(Coordinate annotation entries)
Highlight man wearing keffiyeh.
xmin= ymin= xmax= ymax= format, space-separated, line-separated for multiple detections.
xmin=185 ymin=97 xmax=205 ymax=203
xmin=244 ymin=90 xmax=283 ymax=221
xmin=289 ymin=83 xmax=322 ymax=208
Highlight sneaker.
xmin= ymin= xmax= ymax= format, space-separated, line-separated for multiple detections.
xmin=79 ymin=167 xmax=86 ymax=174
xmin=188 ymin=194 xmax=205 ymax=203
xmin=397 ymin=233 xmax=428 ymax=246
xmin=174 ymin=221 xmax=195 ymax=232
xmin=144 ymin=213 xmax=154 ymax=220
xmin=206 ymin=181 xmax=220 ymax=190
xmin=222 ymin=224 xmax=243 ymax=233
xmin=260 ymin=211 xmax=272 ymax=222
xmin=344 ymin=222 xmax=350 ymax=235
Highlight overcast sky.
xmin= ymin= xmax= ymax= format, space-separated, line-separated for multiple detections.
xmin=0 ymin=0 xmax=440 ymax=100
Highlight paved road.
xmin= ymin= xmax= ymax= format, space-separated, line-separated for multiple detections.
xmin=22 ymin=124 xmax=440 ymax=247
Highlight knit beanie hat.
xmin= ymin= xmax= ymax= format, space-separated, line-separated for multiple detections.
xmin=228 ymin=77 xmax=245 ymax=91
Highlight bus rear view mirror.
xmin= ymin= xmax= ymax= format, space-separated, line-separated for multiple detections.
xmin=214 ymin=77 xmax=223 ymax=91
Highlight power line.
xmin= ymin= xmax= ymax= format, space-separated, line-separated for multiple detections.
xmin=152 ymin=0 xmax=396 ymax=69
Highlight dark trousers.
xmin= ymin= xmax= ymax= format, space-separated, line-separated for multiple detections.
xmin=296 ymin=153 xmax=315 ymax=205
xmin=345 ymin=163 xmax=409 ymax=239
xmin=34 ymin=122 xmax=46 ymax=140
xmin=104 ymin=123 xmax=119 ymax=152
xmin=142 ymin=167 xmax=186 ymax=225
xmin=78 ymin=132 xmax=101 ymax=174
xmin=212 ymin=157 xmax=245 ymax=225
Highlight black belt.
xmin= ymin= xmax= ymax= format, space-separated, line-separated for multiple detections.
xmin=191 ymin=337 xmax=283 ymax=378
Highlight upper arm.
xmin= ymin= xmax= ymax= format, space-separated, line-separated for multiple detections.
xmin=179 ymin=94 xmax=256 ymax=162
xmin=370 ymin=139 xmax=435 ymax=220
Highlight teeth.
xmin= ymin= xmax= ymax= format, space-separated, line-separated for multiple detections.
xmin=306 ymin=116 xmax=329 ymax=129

* Instruction:
Please print all of the lines above again, word for word and with nothing changed.

* Expected answer:
Highlight man wearing keffiyeh.
xmin= ymin= xmax= ymax= format, space-separated, line-separated for multiple detections.
xmin=185 ymin=97 xmax=205 ymax=203
xmin=244 ymin=90 xmax=283 ymax=221
xmin=289 ymin=83 xmax=322 ymax=208
Highlight sneaker.
xmin= ymin= xmax= ymax= format, space-separated, line-separated for multiple detections.
xmin=79 ymin=167 xmax=86 ymax=174
xmin=188 ymin=194 xmax=205 ymax=203
xmin=397 ymin=233 xmax=428 ymax=246
xmin=174 ymin=221 xmax=195 ymax=232
xmin=144 ymin=213 xmax=154 ymax=220
xmin=206 ymin=181 xmax=220 ymax=190
xmin=222 ymin=224 xmax=243 ymax=233
xmin=260 ymin=211 xmax=272 ymax=222
xmin=344 ymin=222 xmax=350 ymax=235
Highlight overcast sky.
xmin= ymin= xmax= ymax= format, space-separated, line-separated for multiple detections.
xmin=0 ymin=0 xmax=440 ymax=100
Highlight paved road.
xmin= ymin= xmax= ymax= format, space-separated, line-separated for multiple detections.
xmin=22 ymin=124 xmax=440 ymax=247
Highlight knit beanie hat.
xmin= ymin= xmax= ymax= format, space-separated, line-separated for multiple detections.
xmin=228 ymin=77 xmax=245 ymax=91
Highlight bus rear view mirror.
xmin= ymin= xmax= ymax= format, space-separated, line-separated for multiple detections.
xmin=214 ymin=77 xmax=223 ymax=91
Highlight power line.
xmin= ymin= xmax= ymax= format, space-separated, line-separated for multiple detections.
xmin=152 ymin=0 xmax=396 ymax=69
Highlight dark trousers.
xmin= ymin= xmax= ymax= format, space-separated, line-separated for multiple detections.
xmin=296 ymin=153 xmax=315 ymax=205
xmin=345 ymin=163 xmax=409 ymax=239
xmin=34 ymin=122 xmax=46 ymax=140
xmin=104 ymin=123 xmax=119 ymax=152
xmin=142 ymin=167 xmax=186 ymax=225
xmin=78 ymin=132 xmax=101 ymax=174
xmin=212 ymin=157 xmax=245 ymax=225
Highlight black belt.
xmin= ymin= xmax= ymax= format, space-separated, line-separated for multiple detections.
xmin=191 ymin=337 xmax=283 ymax=378
Highlight upper arm.
xmin= ymin= xmax= ymax= format, space-separated, line-separated for multiple detections.
xmin=179 ymin=94 xmax=256 ymax=162
xmin=370 ymin=139 xmax=435 ymax=220
Highlight teeth.
xmin= ymin= xmax= ymax= format, space-separated, line-separated for multiple detections.
xmin=306 ymin=116 xmax=329 ymax=129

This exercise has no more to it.